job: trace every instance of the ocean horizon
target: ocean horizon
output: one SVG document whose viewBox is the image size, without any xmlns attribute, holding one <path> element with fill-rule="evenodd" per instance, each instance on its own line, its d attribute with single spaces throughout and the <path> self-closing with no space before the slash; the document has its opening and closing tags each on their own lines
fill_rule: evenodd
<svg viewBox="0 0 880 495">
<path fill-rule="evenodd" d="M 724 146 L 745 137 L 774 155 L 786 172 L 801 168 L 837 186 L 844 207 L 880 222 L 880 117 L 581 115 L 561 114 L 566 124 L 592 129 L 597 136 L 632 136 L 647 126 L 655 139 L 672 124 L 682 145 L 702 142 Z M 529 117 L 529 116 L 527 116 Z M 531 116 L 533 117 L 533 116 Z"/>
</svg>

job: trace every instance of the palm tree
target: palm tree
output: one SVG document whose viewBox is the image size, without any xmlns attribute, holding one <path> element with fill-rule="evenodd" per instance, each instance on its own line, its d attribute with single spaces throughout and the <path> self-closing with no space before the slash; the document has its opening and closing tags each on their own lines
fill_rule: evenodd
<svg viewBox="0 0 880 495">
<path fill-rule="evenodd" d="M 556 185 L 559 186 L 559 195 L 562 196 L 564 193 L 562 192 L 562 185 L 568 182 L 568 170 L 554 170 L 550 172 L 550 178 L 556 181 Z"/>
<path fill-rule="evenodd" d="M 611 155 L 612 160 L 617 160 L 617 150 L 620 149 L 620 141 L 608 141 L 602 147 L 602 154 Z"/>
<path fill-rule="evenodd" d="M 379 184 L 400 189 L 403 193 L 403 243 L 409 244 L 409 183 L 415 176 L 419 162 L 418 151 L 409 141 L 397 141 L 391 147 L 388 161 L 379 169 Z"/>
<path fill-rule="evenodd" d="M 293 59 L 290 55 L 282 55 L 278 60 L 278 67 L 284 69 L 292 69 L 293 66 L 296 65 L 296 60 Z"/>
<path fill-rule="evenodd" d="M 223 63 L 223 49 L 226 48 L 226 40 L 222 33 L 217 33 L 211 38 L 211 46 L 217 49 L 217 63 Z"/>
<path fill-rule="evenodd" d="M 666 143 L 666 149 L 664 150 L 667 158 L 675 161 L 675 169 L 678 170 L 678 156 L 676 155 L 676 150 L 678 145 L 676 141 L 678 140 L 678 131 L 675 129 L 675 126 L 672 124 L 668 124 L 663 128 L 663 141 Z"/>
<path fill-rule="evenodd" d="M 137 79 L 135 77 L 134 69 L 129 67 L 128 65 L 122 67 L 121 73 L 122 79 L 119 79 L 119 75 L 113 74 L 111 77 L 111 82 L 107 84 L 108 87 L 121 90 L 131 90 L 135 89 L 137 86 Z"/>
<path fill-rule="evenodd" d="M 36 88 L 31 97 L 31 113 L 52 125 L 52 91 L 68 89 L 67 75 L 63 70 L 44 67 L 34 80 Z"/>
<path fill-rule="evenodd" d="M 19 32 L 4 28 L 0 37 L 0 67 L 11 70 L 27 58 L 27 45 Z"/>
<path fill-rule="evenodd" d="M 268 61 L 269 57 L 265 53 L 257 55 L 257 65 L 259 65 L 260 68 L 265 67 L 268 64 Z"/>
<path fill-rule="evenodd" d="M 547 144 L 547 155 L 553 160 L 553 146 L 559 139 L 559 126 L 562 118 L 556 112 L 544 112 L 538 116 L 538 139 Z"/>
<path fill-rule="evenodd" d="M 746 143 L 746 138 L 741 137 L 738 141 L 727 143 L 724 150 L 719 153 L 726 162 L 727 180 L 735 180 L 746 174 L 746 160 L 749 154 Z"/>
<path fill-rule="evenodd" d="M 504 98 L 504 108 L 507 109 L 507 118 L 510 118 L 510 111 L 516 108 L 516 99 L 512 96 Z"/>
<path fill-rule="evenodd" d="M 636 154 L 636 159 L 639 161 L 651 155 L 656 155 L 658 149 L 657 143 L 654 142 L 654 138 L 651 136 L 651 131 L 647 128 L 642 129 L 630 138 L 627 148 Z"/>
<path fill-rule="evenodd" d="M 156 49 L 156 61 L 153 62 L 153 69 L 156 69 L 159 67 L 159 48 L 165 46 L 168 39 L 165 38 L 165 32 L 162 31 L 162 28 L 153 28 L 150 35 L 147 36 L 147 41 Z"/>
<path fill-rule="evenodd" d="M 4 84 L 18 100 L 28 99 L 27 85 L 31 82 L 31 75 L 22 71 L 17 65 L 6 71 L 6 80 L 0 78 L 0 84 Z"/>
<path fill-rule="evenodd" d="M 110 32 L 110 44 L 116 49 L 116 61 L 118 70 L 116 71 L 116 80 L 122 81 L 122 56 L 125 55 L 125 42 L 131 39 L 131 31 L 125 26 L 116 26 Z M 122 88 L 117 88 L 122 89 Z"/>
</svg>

* [Aim of the task]
Return a copy of each line in the entries that carries the string "palm".

* [Response to the exercise]
job: trace every instance of the palm tree
target: palm tree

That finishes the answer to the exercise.